**** Given passage

This is probably a situation where government regulation would help. Without government standards, the free market will innovate with smaller seats until it becomes dangerous (cram people too tight, and people will start being a..holes — do you blame the people who are a..holes or the people who crammed them in too tight knowing this would happen?)
I’m thinking test dummies representing an American male, 1.5-2.0 standard deviations above average height and weight, and requiring that they can sit without touching their neighbor and that seats in front can recline without touching their knees.
And then our fine airlines can innovate away on new and exciting ways to cram seats in while maintaining that minimum level of personal space.
Weird, that’s not been my experience at all.
In 2012, I had “silver” status on United so I was able to select Economy Plus at checkin (i.e. 24 hours before flight time). I took about 20 flights that year and was able to get Economy Plus on every flight.
This year, I have “gold” status on United and can select Economy Plus for free at time of booking. I’ve managed to get it on every one of my flights, again around 20 flights for the year.
I’m trying to avoid sounding insufferable, but I’m just done with coach. I travel front of the plane or I don’t travel. It’s absurdly expensive, obviously, so I travel less than I might otherwise. The only exception is Jet Blue which doesn’t offer a first class but has a relatively humane coach – if you can get the exit row aisle or some other premium seat.
My wife and I both do anything we can to stay on Virgin America. Their San Francisco terminal is great – multiple Peets for coffee, actual restaurants with actual food, and tons of electrical outlets.
As for the passengers, I have long advocated replacing useless high school math classes with teaching people how to get on and off a fu**ing plane in reasonable order.
Yes Michael, but you, and many others in line behind me, must wait while I try to extract my mini-fridge and portable air-conditioning unit from the overhead bin. And, no, I’m not going to wait until the line clears before I get my stuff down.
Seriously, I see this kind of stuff nearly every time I fly – many people are just selfish.
You said it. They stink on ice!
Mel. what a guy!

********

Brief:
Name every airline mentioned in the comments on air travel above.

**** Dataset excerpt

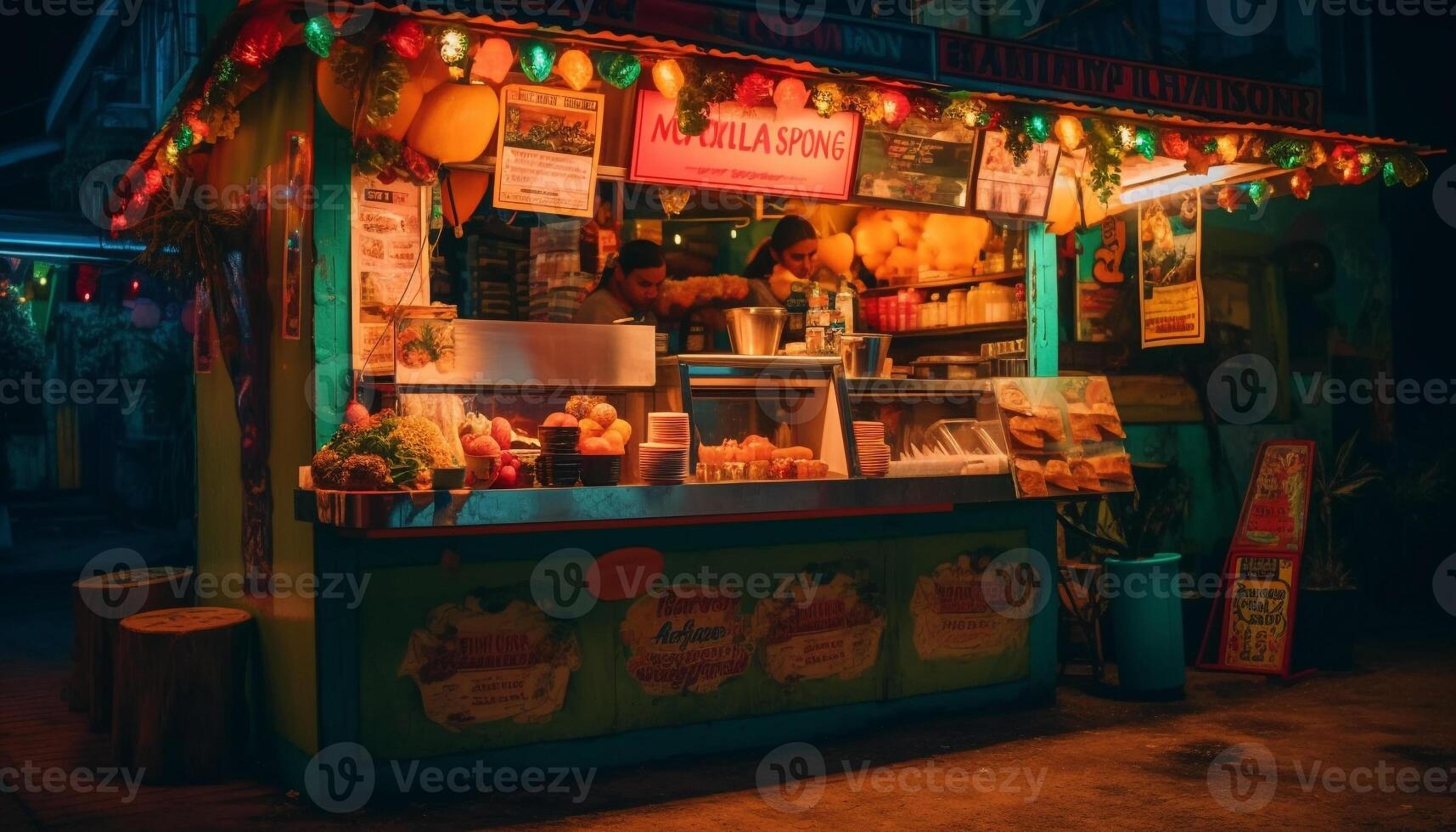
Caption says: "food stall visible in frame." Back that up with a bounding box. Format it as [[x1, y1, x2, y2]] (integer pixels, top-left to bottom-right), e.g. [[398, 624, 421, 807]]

********

Written reply:
United, Jet Blue, Virgin America